## Text shown:
|sex and both are hiv positive
Nov 25, 2001
what are the risks of fighting the virus when no protection isn't used and both partners are hiv positive?
| Response from Mr. Kull
Your question refers to a theory in the field referred to as "reinfection" or "super-infection." The actual evidence for or against reinfection is limited and, as far as I know, is not based on larger research studies with humans. Currently researchers in San Francisco are recruiting people for a large-scale study on the reinfection or superinfection issue (http://www.thebody.com/atn/356/superinfection.html). There have been case reports that either confirm or deny reinfection, but most experts say that if reinfection happens, it seems to be a rare ocurrence. The effects of reinfection are also not clear.
When HIV is transmitted, it theoretically retains the genetic code unique to its strain. If the HIV strain is resistant to certain antiviral medications, then it's possible that it would remain resistant to the same medications regardless of the host (person). This has been documented in drug naive, recently infected people.

## The data:

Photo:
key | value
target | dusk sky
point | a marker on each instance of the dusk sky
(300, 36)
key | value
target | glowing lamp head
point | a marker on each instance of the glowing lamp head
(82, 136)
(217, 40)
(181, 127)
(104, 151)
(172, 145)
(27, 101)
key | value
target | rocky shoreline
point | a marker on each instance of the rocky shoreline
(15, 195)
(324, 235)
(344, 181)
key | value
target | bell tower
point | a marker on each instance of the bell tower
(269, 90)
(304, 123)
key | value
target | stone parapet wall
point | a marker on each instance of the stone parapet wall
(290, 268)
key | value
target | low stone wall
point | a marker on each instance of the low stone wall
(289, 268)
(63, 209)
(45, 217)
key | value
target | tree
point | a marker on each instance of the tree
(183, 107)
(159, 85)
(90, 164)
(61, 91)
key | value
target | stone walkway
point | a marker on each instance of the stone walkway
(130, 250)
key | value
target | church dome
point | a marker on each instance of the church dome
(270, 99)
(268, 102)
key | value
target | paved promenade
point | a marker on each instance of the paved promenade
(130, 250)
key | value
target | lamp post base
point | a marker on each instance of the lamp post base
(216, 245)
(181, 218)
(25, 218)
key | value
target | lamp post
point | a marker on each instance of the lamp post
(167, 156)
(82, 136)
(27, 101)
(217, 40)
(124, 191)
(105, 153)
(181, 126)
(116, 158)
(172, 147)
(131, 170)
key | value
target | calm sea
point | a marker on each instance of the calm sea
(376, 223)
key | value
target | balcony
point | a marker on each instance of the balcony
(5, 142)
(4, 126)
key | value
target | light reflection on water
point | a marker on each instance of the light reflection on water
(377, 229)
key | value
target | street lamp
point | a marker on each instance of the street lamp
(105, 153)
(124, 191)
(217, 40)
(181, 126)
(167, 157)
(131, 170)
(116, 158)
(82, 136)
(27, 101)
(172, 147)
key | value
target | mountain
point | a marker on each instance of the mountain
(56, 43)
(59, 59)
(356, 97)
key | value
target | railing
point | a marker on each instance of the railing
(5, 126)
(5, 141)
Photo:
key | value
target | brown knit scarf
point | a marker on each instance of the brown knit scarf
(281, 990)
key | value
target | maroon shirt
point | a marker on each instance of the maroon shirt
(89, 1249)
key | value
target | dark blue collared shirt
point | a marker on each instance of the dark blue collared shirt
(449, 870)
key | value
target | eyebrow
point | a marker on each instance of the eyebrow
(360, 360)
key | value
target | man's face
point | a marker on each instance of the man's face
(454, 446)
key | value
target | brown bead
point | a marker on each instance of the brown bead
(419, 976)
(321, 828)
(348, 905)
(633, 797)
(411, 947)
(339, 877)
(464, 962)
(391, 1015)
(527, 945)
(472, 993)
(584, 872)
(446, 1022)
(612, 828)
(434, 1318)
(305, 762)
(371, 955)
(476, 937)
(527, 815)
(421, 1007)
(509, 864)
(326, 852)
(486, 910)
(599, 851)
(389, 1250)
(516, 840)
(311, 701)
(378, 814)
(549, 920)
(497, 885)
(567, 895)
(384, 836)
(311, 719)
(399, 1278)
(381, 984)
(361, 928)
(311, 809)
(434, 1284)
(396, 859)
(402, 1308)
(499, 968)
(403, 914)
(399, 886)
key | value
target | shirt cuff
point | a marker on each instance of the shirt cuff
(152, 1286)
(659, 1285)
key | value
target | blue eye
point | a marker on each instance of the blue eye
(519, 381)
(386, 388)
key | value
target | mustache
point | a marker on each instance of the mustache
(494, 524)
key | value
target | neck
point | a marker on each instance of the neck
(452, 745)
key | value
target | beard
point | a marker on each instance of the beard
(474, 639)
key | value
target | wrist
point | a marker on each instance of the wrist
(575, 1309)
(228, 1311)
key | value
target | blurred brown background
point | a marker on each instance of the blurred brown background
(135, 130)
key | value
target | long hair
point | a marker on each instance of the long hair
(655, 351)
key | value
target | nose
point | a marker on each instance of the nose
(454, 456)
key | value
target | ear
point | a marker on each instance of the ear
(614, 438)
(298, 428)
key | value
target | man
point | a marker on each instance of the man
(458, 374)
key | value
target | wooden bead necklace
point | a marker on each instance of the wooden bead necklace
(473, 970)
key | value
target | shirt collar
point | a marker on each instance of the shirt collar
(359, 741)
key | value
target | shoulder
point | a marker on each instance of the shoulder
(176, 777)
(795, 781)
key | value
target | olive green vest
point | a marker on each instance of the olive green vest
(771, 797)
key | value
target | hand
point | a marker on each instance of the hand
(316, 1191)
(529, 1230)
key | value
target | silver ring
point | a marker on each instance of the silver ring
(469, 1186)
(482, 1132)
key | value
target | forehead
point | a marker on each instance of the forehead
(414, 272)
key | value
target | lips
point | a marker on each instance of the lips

## Activities:
1. In the HIV reinfection response, in which city are researchers recruiting people for a large-scale study on reinfection or superinfection?
2. Write out the stretch of the HIV reinfection response from "When HIV is" through "recently infected people.".

## Per-task outputs:
1. San Francisco.

2.
When HIV is transmitted, it theoretically retains the genetic code unique to its strain. If the HIV strain is resistant to certain antiviral medications, then it's possible that it would remain resistant to the same medications regardless of the host (person). This has been documented in drug naive, recently infected people.